Work to do =
Could you render every line of the items below as a numbered list, with any blank lines left out?

Provided records =
—————

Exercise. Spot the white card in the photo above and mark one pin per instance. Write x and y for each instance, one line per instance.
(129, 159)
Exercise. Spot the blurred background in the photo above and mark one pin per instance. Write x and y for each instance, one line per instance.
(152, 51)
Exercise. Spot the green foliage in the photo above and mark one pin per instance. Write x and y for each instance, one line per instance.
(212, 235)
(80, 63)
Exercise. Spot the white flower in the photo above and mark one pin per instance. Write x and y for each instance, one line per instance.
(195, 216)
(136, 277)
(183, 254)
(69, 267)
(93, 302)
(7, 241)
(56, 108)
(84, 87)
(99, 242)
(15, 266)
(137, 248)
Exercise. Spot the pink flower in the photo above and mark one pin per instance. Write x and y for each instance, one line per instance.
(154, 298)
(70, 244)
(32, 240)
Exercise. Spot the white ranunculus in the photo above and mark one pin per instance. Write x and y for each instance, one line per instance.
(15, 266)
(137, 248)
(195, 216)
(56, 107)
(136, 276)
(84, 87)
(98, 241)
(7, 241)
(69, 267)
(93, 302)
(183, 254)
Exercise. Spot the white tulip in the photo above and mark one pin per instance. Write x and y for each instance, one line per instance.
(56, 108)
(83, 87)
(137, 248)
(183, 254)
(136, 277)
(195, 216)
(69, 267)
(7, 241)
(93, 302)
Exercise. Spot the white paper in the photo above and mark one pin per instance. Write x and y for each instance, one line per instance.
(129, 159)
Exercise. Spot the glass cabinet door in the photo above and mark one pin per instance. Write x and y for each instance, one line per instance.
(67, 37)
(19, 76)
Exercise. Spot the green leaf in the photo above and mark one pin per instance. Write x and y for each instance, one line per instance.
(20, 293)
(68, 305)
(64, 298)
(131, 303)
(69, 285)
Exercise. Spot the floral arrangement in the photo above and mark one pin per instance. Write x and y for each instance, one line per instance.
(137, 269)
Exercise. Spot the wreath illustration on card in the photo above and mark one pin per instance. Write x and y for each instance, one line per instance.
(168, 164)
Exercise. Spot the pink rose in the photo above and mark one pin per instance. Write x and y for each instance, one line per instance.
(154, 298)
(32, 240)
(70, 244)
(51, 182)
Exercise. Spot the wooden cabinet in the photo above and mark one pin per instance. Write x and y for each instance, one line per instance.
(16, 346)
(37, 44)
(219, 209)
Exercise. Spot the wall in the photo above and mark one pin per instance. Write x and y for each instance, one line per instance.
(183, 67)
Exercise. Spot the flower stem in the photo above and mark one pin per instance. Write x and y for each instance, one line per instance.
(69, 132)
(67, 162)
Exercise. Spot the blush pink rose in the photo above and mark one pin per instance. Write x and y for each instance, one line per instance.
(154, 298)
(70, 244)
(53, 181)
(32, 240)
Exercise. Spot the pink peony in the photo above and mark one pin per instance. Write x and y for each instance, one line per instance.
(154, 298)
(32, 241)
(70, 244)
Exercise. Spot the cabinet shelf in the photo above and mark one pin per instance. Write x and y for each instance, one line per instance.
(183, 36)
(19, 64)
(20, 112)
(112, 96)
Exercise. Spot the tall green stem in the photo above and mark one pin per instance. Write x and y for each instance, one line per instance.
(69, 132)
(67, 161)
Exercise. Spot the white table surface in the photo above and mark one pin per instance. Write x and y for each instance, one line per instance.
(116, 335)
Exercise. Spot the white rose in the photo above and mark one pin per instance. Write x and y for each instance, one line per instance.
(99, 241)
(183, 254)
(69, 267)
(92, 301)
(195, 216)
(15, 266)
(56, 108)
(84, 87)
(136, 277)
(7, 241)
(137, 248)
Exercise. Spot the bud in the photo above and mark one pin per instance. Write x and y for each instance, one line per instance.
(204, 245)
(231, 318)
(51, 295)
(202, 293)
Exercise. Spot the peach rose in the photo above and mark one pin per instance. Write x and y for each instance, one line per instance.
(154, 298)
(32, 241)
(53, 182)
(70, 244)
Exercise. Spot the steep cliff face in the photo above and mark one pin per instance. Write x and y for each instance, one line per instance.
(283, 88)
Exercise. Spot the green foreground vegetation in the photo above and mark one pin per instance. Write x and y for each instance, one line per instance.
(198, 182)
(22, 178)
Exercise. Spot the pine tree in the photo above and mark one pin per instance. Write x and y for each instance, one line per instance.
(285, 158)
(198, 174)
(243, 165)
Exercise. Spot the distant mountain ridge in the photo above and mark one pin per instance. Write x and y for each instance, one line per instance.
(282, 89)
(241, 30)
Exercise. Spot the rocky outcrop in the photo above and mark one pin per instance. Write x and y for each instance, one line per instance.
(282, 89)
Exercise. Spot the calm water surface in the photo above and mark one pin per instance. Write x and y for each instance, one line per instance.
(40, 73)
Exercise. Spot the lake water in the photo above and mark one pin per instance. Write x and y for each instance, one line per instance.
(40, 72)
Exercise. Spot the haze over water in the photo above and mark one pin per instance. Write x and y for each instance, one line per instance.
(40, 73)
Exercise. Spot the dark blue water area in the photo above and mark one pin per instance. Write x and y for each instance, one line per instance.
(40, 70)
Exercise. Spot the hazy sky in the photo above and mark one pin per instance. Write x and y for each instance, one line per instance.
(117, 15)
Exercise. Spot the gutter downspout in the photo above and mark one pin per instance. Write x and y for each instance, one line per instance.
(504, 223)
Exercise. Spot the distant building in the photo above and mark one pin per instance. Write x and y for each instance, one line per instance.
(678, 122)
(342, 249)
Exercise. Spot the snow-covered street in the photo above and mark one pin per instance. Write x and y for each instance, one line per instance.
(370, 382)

—————

Solution to the exercise =
1. Exercise. Spot the white card in the photo above and mark one pin per instance. Write x and y for each instance, one line per instance.
2. (129, 159)
3. Exercise. Spot the blurred background in the photo above and mark one pin per instance. Write x and y for each instance, one line per instance.
4. (152, 51)
5. Exercise. Spot the green foliage in the photo above and mark one pin per instance. Write x and y for each instance, one line per instance.
6. (212, 235)
7. (80, 63)
8. Exercise. Spot the white flower in the photo above and mark one pin per instance. Write x and y for each instance, one line per instance.
9. (195, 216)
10. (136, 277)
11. (183, 254)
12. (69, 267)
13. (93, 302)
14. (7, 241)
15. (56, 108)
16. (84, 87)
17. (99, 242)
18. (15, 266)
19. (137, 248)
20. Exercise. Spot the pink flower in the photo above and mark one pin per instance. Write x and y for each instance, one line per instance.
21. (154, 298)
22. (70, 244)
23. (32, 240)
24. Exercise. Spot the white ranunculus in the photo above and mark one pin per instance. Write x and y for each instance, one line per instance.
25. (15, 266)
26. (137, 248)
27. (195, 216)
28. (56, 107)
29. (136, 276)
30. (84, 87)
31. (98, 241)
32. (7, 241)
33. (69, 267)
34. (93, 302)
35. (183, 254)
36. Exercise. Spot the white tulip in the photo above and mark one pin per instance. Write x and y for each instance, one line per instance.
37. (56, 108)
38. (83, 87)
39. (137, 248)
40. (183, 254)
41. (136, 277)
42. (195, 216)
43. (69, 267)
44. (7, 241)
45. (93, 302)
46. Exercise. Spot the white paper in the photo above and mark one pin per instance. Write x and y for each instance, one line per instance.
47. (129, 159)
48. Exercise. Spot the glass cabinet door in the photo above and mark one pin per instance. Write x and y for each instance, one line per instance.
49. (67, 37)
50. (19, 76)
51. Exercise. Spot the green leaf in the photo above and mark one pin per instance. Write x and y for each instance, one line per instance.
52. (20, 293)
53. (68, 305)
54. (64, 298)
55. (131, 303)
56. (69, 285)
57. Exercise. Spot the floral arrangement in the photo above and mark one pin per instance. Write x and y for each instance, one line per instance.
58. (137, 269)
59. Exercise. Spot the wreath illustration on card in the photo above and mark one pin per instance. Write x and y for each instance, one line per instance.
60. (168, 164)
61. Exercise. Spot the pink rose in the photo above and mark one pin per instance. Write x and y for each instance, one line per instance.
62. (154, 298)
63. (32, 240)
64. (70, 244)
65. (51, 182)
66. Exercise. Spot the wooden cabinet in the photo above and mark one pin per instance. Write x and y for each instance, one line per instance.
67. (16, 346)
68. (37, 44)
69. (219, 209)
70. Exercise. Spot the wall in the photo above and mark one pin per instance. Write x and y for each instance, one line per instance.
71. (183, 67)
72. Exercise. Spot the flower stem in the photo above and mark one pin per instance. Write x and y for each instance, one line per instance.
73. (69, 132)
74. (67, 162)
75. Exercise. Spot the blush pink rose in the photo above and mark one pin per instance. Write x and y for each instance, one line per instance.
76. (154, 298)
77. (70, 244)
78. (53, 181)
79. (32, 240)
80. Exercise. Spot the pink peony in the photo above and mark one pin per instance. Write x and y for each instance, one line per instance.
81. (154, 298)
82. (32, 241)
83. (70, 244)
84. Exercise. Spot the cabinet shelf in the photo above and mark one pin per instance. Write x and y for each instance, one line per instance.
85. (183, 36)
86. (19, 64)
87. (20, 112)
88. (112, 96)
89. Exercise. Spot the tall green stem in the photo above and mark one pin per instance. Write x and y for each instance, one line per instance.
90. (69, 132)
91. (67, 161)
92. Exercise. Spot the white table surface in the photo above and mark one pin per instance. Write x and y for each instance, one line per instance.
93. (116, 335)
94. Exercise. Spot the white rose in the photo above and mark one pin per instance. Write x and y for each instance, one line per instance.
95. (99, 241)
96. (183, 254)
97. (69, 267)
98. (92, 301)
99. (195, 216)
100. (15, 266)
101. (56, 108)
102. (84, 87)
103. (136, 277)
104. (7, 241)
105. (137, 248)
106. Exercise. Spot the bud in the photo above and mark one pin per instance. Write x and y for each instance, one line per instance.
107. (204, 245)
108. (231, 318)
109. (51, 295)
110. (202, 293)
111. Exercise. Spot the peach rose in the photo above and mark one pin per instance. Write x and y for each instance, one line per instance.
112. (154, 298)
113. (32, 241)
114. (53, 182)
115. (70, 244)
116. Exercise. Spot the steep cliff face in the photo above and mark one pin per instance. Write x and y for each instance, one line per instance.
117. (283, 88)
118. Exercise. Spot the green foreground vegetation in the photo above and mark one pin per instance. Write x and y for each instance, one line per instance.
119. (198, 182)
120. (22, 178)
121. Exercise. Spot the pine tree in the photo above and mark one pin per instance. Write x and y for each instance, one line per instance.
122. (285, 158)
123. (198, 174)
124. (243, 165)
125. Exercise. Spot the distant mountain ridge in the photo above and mark one pin per instance. Write x and y for each instance, one line per instance.
126. (282, 89)
127. (241, 30)
128. Exercise. Spot the rocky outcrop in the photo above and mark one pin per instance. Write x and y for each instance, one line per instance.
129. (282, 89)
130. Exercise. Spot the calm water surface in the photo above and mark one pin per instance. Write x and y for each instance, one line per instance.
131. (40, 73)
132. Exercise. Spot the lake water in the photo above and mark one pin per instance. Write x and y for each instance, one line per instance.
133. (40, 72)
134. Exercise. Spot the haze over water in the photo above and mark one pin per instance. Write x and y for each instance, one line per instance.
135. (40, 73)
136. Exercise. Spot the dark blue water area in the photo above and mark one pin per instance. Write x and y for each instance, one line per instance.
137. (40, 70)
138. Exercise. Spot the hazy sky in the photo above and mark one pin per instance. Write x and y for each instance, one line per instance.
139. (117, 15)
140. Exercise. Spot the gutter downspout in the photo above and mark one pin per instance. Write x and y for each instance, one line per instance.
141. (504, 223)
142. Exercise. Spot the distant building in the photo above and mark one pin per instance. Write x and y for each instance, one line per instance.
143. (678, 122)
144. (342, 249)
145. Exercise. Spot the snow-covered street in the photo above and mark one pin per instance. Write x and y for each instance, one line per instance.
146. (370, 382)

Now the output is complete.